## Begin

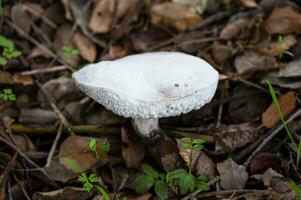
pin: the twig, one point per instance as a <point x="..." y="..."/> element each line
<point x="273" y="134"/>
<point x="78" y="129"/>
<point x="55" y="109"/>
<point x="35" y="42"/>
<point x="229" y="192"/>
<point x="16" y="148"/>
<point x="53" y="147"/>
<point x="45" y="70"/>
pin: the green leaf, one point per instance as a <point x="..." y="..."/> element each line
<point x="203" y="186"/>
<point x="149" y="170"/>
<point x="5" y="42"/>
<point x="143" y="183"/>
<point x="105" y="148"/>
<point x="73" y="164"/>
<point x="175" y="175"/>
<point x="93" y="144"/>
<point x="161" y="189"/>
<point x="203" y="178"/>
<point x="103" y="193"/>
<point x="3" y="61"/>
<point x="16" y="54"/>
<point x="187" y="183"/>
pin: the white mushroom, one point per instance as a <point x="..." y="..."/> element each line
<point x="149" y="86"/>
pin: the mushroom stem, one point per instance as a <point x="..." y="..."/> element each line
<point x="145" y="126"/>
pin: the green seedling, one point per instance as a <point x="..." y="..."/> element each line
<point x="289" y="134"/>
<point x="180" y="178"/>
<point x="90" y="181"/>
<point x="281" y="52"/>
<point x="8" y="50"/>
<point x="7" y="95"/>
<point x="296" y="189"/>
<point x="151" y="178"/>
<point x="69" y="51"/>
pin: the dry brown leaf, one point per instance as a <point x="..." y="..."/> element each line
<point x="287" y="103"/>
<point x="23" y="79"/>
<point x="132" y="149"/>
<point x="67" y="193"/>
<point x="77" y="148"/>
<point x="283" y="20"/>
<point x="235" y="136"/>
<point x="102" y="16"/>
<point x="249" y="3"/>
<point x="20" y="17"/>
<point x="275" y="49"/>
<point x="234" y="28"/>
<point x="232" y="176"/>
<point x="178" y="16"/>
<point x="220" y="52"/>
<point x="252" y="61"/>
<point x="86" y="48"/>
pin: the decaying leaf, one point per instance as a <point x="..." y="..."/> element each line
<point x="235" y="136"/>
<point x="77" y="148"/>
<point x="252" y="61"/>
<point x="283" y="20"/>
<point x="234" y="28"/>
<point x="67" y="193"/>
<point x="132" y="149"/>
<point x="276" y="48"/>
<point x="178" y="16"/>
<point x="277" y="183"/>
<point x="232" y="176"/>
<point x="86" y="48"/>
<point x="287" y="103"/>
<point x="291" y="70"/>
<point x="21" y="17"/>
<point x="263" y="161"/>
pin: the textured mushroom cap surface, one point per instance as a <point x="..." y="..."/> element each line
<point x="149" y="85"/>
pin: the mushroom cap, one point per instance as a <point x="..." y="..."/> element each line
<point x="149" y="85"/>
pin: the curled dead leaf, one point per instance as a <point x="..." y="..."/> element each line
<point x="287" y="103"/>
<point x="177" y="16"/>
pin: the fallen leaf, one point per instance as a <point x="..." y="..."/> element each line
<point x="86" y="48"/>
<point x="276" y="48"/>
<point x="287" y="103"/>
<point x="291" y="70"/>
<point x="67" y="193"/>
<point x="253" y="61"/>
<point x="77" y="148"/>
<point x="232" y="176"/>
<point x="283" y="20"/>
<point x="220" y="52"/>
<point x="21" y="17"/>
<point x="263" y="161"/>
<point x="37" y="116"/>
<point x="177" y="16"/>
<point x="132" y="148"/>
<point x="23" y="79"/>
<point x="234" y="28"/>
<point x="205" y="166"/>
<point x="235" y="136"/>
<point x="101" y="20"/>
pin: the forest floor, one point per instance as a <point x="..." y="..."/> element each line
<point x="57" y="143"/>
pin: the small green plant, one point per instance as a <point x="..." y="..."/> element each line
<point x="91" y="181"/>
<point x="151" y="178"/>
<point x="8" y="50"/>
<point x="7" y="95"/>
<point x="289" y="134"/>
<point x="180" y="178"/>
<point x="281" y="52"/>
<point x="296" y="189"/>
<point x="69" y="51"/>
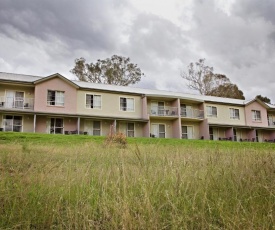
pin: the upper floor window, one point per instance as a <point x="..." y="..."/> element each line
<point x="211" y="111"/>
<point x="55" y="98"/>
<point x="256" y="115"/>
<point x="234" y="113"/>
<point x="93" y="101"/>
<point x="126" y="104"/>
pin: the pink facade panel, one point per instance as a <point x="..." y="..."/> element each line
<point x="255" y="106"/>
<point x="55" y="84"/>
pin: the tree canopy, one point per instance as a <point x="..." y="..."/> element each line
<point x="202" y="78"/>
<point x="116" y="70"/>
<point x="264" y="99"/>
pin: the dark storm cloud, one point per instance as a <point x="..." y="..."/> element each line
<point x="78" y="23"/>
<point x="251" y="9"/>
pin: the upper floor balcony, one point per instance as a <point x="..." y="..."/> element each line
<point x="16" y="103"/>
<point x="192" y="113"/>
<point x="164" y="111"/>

## End
## Begin

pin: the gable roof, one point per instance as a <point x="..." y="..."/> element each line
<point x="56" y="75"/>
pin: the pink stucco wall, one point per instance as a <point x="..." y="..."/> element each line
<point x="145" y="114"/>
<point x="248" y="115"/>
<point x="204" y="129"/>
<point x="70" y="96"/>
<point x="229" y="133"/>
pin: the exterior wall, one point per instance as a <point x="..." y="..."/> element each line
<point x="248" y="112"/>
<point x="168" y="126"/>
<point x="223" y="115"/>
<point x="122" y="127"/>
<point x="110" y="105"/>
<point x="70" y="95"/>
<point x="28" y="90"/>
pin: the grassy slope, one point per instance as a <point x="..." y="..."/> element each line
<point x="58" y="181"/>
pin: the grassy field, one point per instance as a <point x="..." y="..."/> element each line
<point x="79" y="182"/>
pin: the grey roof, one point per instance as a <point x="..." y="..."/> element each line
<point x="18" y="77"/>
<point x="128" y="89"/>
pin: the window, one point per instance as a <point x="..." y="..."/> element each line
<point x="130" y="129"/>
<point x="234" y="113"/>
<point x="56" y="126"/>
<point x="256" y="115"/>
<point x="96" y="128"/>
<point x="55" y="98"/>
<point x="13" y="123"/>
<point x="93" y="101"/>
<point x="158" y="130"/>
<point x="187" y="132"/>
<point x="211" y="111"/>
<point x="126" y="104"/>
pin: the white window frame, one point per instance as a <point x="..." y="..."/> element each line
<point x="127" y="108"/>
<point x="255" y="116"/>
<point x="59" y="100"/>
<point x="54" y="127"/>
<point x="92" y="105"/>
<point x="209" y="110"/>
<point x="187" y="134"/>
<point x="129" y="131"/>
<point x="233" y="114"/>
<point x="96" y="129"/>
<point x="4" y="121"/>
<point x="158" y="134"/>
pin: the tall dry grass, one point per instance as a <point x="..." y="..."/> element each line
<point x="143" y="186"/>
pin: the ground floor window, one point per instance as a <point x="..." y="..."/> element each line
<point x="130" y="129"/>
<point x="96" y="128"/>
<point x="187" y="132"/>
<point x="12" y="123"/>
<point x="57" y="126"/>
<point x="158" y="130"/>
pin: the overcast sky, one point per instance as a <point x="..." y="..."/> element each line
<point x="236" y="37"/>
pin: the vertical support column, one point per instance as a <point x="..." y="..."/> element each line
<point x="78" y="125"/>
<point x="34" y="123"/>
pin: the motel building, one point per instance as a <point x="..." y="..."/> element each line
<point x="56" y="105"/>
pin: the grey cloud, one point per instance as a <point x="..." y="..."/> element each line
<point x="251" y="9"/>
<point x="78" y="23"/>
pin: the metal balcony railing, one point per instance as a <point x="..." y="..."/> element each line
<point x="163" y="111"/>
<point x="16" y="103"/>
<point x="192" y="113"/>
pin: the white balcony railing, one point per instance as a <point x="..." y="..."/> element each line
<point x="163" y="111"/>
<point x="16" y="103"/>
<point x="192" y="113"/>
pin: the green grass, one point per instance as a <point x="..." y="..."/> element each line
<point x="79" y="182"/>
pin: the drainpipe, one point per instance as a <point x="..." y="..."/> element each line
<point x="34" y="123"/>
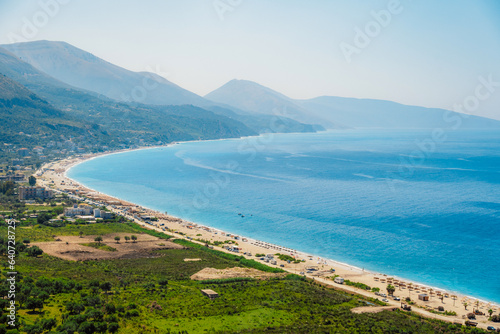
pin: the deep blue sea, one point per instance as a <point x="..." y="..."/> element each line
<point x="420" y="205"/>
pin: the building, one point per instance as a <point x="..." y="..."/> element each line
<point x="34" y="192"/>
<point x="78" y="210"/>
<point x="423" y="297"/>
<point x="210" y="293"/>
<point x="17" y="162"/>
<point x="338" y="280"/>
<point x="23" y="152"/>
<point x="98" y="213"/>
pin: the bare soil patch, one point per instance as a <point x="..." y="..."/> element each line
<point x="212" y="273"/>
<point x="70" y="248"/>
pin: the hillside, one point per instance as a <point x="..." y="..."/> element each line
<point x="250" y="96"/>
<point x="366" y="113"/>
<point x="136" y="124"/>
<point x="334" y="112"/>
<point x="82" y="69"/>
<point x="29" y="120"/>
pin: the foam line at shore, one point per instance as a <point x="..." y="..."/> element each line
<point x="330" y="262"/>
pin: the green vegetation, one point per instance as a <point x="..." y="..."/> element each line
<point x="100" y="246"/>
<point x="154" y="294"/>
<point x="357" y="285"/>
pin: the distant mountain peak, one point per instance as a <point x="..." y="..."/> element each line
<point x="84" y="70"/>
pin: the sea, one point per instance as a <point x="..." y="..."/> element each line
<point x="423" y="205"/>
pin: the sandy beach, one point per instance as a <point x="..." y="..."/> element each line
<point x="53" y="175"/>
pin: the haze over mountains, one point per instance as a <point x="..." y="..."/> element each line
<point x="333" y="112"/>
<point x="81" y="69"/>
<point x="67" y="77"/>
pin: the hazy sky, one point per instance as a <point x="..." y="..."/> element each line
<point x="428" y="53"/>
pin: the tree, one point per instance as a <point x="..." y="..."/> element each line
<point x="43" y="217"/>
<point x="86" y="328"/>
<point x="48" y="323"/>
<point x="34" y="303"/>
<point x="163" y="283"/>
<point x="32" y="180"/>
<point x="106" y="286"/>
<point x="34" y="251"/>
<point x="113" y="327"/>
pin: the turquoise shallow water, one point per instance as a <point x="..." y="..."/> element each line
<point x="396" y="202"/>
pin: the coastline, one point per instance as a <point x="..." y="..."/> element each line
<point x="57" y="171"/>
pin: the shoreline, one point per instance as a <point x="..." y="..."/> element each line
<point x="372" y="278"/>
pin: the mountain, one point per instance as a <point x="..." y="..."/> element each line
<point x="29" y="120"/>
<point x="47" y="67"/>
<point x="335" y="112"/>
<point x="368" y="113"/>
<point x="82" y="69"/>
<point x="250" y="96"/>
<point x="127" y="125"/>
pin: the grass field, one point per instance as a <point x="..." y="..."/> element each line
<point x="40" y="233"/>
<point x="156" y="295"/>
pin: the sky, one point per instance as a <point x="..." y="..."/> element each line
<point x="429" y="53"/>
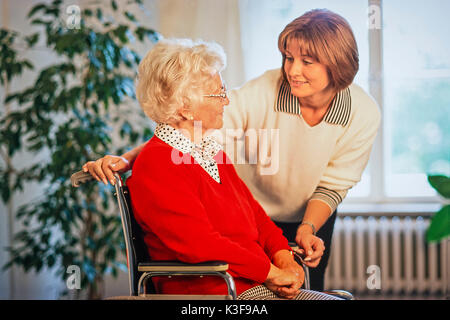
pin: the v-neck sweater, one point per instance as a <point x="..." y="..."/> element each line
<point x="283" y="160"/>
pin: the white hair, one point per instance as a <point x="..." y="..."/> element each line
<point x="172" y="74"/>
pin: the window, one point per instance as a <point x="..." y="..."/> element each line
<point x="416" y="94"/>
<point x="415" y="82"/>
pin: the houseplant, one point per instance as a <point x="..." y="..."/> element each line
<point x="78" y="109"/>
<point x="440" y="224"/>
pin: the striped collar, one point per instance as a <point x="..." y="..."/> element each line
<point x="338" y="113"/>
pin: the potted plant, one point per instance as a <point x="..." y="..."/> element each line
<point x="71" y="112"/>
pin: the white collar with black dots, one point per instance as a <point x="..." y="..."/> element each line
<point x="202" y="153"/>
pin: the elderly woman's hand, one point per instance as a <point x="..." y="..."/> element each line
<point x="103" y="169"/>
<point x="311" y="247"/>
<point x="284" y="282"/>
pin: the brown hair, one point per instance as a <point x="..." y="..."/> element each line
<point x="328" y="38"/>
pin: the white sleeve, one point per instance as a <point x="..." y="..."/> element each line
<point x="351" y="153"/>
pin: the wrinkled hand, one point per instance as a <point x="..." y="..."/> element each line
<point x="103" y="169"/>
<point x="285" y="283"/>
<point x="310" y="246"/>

## End

Stated goal –
Show each line in the items above that contains the word "roof".

The solution –
pin: the gable roof, one point per instance as a <point x="..." y="..."/> element each line
pin: the grey roof, one point per instance as a <point x="..." y="..."/> element each line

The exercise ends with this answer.